** Quoted passage follows **

Union Strike Ends at Nestlé Purina Plant in Pennsylvania
After nearly a month on the picket line, workers at Nestlé Purina’s Mechanicsburg, Pennsylvania facility have ratified a new labor contract, bringing an end to a strike that began on April 6. The agreement was reached on May 1 following intensive negotiations between Nestlé Purina and Teamsters Local 776, which represents around 270 workers at the pet food manufacturing plant.
The new five-year contract includes significant wage increases and stronger health and safety protections. While specific wage figures were not disclosed, union representatives emphasized improved compensation as a key win for members. The contract also addresses concerns around scheduling and work-life balance, which were among the primary issues that led to the walkout.
Production at the plant, which manufactures popular pet food brands, had been disrupted during the strike. Nestlé Purina stated it maintained supply continuity through other sites within its national manufacturing network. However, the prolonged labor action highlighted growing tensions in the CPG sector around staffing, working conditions, and union relations.
“This was a fight to ensure dignity on the job and a fair deal for the hardworking people who help make Nestlé Purina’s success possible,” said Ed Thompson, President of Teamsters Local 776.
This labor dispute is one of several recent union actions affecting major FMCG manufacturers. With high inflation and shifting workforce expectations, many large-scale producers are facing pushback from employees around pay, benefits, and workplace safety. For companies like Nestlé Purina, whose U.S. pet care division saw continued growth during the pandemic-driven pet boom, labor stability is increasingly crucial for operational resilience and brand reliability.
The resolution at Mechanicsburg could serve as a barometer for future negotiations in the sector. As labor unions increase demands for stronger contracts amid rising cost-of-living pressures, FMCG executives may need to reevaluate workforce engagement strategies to mitigate risk and protect continuity across key production hubs.
The newly ratified contract now sets the stage for resumed operations at the Pennsylvania facility, reinforcing Nestlé Purina’s position in a competitive pet food market valued at over $58 billion in the U.S. alone. As demand for premium, specialty pet food continues to rise, manufacturing consistency remains a critical performance factor for brands competing in the category.

** End of Quoted passage **
** Data extract follows **

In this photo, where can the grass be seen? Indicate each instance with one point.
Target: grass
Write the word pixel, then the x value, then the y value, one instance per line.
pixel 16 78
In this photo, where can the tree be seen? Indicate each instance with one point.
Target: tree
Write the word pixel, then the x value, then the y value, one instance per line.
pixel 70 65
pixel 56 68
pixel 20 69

** End of Data extract **
** Data extract follows **

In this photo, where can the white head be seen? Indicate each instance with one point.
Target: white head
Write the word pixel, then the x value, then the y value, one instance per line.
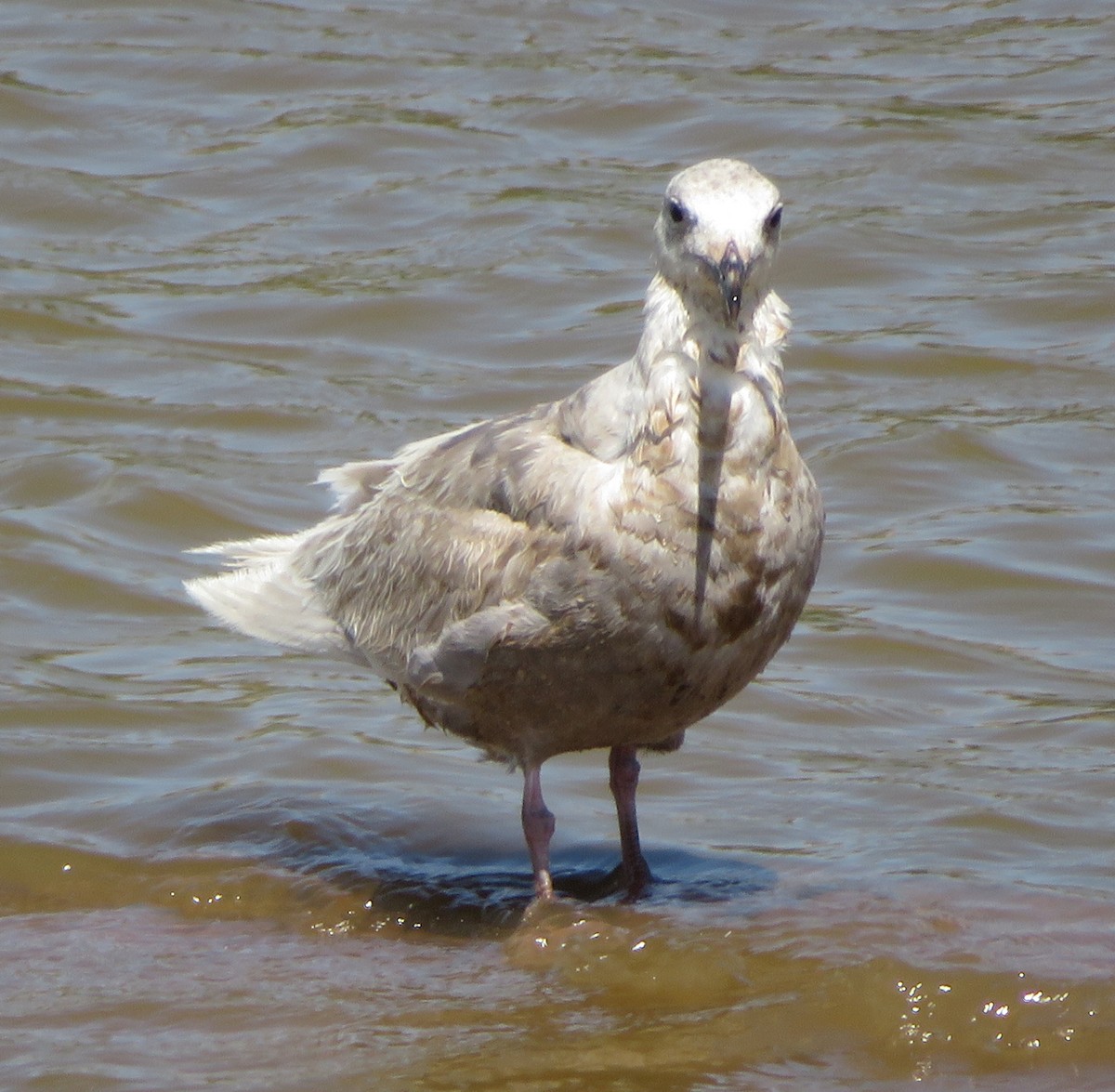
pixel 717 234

** End of Data extract **
** Data extract follows **

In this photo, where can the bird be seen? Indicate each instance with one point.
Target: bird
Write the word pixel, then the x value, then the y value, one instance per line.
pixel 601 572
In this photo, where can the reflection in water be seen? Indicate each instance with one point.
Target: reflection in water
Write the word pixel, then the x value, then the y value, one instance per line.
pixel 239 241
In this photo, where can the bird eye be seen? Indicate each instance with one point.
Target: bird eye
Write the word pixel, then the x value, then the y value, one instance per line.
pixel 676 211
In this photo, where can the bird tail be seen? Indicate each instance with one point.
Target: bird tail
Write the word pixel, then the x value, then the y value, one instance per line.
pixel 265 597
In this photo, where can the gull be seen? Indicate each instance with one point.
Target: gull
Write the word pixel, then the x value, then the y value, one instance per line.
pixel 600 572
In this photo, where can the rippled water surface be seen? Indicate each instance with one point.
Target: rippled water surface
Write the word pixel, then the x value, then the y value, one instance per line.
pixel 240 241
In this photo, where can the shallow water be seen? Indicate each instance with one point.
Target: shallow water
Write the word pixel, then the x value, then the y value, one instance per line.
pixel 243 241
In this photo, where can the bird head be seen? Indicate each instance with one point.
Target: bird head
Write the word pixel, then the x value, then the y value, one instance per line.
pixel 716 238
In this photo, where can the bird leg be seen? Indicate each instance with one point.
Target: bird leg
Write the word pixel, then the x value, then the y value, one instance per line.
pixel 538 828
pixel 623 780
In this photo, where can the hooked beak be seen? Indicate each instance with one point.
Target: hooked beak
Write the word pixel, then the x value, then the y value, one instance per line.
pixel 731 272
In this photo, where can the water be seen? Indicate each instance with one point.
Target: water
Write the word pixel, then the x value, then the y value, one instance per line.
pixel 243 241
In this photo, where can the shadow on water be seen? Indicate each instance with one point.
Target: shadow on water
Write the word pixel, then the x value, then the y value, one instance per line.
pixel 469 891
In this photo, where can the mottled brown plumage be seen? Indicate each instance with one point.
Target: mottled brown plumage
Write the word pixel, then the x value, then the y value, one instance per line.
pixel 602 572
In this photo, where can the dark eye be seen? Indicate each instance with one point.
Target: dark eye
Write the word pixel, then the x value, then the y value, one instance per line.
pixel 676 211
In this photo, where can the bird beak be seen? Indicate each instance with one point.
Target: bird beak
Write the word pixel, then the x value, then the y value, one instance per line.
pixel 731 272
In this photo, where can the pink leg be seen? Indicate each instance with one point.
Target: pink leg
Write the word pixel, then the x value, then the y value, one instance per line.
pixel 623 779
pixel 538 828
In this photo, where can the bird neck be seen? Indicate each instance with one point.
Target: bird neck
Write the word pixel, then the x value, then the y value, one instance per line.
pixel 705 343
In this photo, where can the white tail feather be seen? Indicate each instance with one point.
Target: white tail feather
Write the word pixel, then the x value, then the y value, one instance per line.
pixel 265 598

** End of Data extract **

Reproduce the passage of the Nestlé Purina strike article starting with "Production at the" and going on through "Teamsters Local 776.".

Production at the plant, which manufactures popular pet food brands, had been disrupted during the strike. Nestlé Purina stated it maintained supply continuity through other sites within its national manufacturing network. However, the prolonged labor action highlighted growing tensions in the CPG sector around staffing, working conditions, and union relations.
“This was a fight to ensure dignity on the job and a fair deal for the hardworking people who help make Nestlé Purina’s success possible,” said Ed Thompson, President of Teamsters Local 776.